# Text passage
..............................

To my eye, they further demonstrate the epoch-boundary-drop
you showed in your first post.
Looking at these, I no longer see evidence for any discrepancy
between the rolling-average and single-batch results. (My intuition
about how they should be related was clearly off.)
Don’t kill yourself trying to get 100 runs if it’s too slow and painful.
It would be nice, but not necessarily worth it if it’s a lot of trouble.
There is clearly something going on at the epoch boundaries.
Unless there’s just a bug somewhere, the only thing that happens
at the epoch boundaries is the change in the character of the
batches (relative to recent batches in the previous epoch).
I’m leaning towards believing my story about the new epoch having
some samples be recent repeats. (It’s really all I can think of.) I’m
somewhat surprised that the effect could be so large, but I don’t
really have any intuition about the CIFAR dataset or the VGG16
network.
I do believe that if you create batches with random drawing with
replacement, there should be no change in batch character at
the epoch boundaries. (In fact, there won’t really be any epoch
boundaries except those from “arbitrarily” counting the number
of batches.) So the effect should vanish entirely.

..............................

# Data supplied
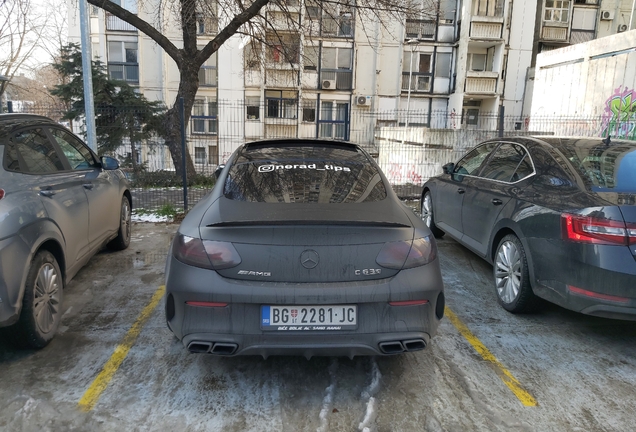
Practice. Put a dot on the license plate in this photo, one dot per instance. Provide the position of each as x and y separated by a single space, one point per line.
309 318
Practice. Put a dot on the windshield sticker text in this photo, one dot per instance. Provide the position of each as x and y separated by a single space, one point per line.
326 167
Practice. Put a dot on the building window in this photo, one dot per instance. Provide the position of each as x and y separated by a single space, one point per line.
207 73
204 117
333 122
199 155
281 104
311 53
336 65
251 55
337 20
443 65
492 8
283 48
213 155
309 113
557 11
122 61
253 107
416 72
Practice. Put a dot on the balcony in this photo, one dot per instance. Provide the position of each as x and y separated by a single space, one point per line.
418 83
343 77
481 83
128 72
559 34
115 24
485 30
420 29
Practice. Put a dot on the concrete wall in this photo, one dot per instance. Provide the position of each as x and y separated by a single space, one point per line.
593 79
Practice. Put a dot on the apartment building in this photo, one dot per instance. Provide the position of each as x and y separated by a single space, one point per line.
332 71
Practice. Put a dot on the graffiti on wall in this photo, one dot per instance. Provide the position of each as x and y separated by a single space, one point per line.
619 118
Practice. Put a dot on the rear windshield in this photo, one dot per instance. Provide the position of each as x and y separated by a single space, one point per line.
304 175
605 168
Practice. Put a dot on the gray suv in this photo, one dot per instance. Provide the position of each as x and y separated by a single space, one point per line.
59 205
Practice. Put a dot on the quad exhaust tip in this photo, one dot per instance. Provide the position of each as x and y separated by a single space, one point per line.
396 347
218 348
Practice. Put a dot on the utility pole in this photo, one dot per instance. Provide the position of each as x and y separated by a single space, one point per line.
89 107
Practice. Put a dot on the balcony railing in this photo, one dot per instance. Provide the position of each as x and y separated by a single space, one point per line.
128 72
481 85
115 24
343 77
420 29
555 33
418 82
482 30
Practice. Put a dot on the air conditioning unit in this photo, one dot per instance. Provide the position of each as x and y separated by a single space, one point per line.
363 100
607 15
328 84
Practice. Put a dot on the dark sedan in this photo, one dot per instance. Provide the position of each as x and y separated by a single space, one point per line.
555 216
302 248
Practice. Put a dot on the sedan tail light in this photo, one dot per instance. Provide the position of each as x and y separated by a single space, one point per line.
407 254
210 254
585 229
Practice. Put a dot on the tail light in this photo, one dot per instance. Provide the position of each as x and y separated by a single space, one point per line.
586 229
407 254
210 254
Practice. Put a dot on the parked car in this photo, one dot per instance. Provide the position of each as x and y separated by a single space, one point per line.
59 205
555 216
302 248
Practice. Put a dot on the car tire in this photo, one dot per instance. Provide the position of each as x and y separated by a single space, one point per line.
426 212
41 304
122 240
512 279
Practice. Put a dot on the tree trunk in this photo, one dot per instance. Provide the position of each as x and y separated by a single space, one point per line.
188 86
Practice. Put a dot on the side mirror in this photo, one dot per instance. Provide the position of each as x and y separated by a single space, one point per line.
217 171
109 163
448 168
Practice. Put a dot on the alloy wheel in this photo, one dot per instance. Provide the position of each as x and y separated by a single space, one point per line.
46 304
508 272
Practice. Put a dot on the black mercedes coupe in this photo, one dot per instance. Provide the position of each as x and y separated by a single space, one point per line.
302 248
555 216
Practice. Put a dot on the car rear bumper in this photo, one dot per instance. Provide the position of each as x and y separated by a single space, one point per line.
596 280
239 322
14 255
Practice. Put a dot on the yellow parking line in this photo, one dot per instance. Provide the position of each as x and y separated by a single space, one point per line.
512 383
91 396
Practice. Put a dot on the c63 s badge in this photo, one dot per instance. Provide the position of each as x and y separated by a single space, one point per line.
253 273
367 272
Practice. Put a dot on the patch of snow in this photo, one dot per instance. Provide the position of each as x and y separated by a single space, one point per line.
150 218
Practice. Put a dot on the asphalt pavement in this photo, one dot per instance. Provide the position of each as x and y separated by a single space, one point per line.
115 366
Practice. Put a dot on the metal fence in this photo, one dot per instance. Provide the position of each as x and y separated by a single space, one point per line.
410 147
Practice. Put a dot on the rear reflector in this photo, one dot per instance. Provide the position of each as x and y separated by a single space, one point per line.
595 295
206 304
409 303
585 229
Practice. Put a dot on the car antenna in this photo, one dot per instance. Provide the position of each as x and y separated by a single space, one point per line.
607 140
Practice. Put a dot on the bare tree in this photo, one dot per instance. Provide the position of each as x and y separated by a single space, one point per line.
237 17
21 29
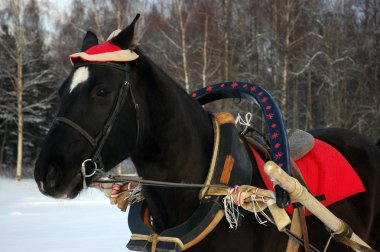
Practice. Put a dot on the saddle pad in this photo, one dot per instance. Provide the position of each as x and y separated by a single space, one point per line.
325 171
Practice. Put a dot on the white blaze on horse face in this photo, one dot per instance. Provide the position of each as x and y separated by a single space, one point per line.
80 76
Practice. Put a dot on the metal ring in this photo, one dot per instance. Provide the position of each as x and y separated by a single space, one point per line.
84 168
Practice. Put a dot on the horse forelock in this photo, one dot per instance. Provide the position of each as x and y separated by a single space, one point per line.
80 76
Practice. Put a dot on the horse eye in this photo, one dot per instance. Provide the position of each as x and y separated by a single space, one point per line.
102 93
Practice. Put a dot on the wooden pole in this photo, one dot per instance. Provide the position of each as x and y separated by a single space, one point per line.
300 194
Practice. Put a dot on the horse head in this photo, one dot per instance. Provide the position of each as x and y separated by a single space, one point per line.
87 126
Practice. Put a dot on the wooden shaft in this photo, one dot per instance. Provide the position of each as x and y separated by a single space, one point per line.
300 194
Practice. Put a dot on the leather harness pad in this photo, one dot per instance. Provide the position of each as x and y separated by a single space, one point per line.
230 165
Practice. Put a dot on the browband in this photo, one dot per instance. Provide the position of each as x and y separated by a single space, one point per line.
124 68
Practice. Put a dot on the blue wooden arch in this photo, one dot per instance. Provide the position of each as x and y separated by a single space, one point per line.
273 117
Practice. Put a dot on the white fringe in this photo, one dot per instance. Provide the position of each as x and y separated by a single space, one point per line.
135 195
231 211
257 209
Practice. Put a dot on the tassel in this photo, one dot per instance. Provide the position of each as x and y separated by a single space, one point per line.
135 195
257 209
231 210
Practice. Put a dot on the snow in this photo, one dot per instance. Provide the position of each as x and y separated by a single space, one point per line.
30 221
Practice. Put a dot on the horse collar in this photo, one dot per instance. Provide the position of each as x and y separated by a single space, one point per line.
230 166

..............................

# Tasks to carry out
a) Find every line in the records that contains the word "metal" with matching case, and copy each of those lines.
b) Extend the forum post about the drop at epoch boundaries, picking up after its final sentence.

# The responses
a)
Practice. Put a dot on the metal fence in this photo, one dot per instance. Provide the position of each as x and y separated by a single space, one point per line.
Practice. Put a dot on the metal ring in this photo, one dot per instance. Provide the position of each as x and y separated by a single space, one point per line.

b)
If it doesn’t, I would say look for a bug somewhere. But you have
a very simple nested loop where you loop over epochs and then
loop over batches, so I just don’t see where an epoch-boundary
bug could sneak in …
Anyway, I think your code is sound (in this respect – I’m not saying
there couldn’t be other little nits here and there …). I think the test
with batch-sampling-with-replacement is the thing to do.
This is probably unrelated, but additionally to the suggested experiment, you could also try to drop the last batch, if it is smaller than the rest by using drop_last=True in your DataLoader.
If the last batch is much smaller than the preceding ones, the running estimates might get a “bad update” , which could yield some unexpected loss values in the beginning of the new epoch.
I doubt this effect is that large, but might be a quick experiment.
I’m trying to train the network using a RandomSampler as suggested. However, if I understood correctly, it only yields a single index at a time, so I have to wrap it with a BatchSampler (?)
When I test it, I get a TypeError (the following code is enough to reproduce the error).
trainloader = prep_data(32, 1)
for i, data in enumerate(trainloader):
print(i)
TypeError Traceback (most recent call last)
<ipython-input-1-5c625c535dea> in <module>()
22
23 trainloader = prep_data(32, 1)
---> 24 for i, data in enumerate(trainloader):
25 print(i)
/anaconda3/lib/python3.6/site-packages/torch/utils/data/dataloader.py in __next__(self)
344 def __next__(self):
345 index = self._next_index() # may raise StopIteration
--> 346 data = self.dataset_fetcher.fetch(index) # may raise StopIteration
347 if self.pin_memory:
348 data = _utils.pin_memory.pin_memory(data)
/anaconda3/lib/python3.6/site-packages/torch/utils/data/_utils/fetch.py in fetch(self, possibly_batched_index)
42 def fetch(self, possibly_batched_index):
43 if self.auto_collation:
---> 44 data = [self.dataset[idx] for idx in possibly_batched_index]
45 else:
46 data = self.dataset[possibly_batched_index]
/anaconda3/lib/python3.6/site-packages/torch/utils/data/_utils/fetch.py in <listcomp>(.0)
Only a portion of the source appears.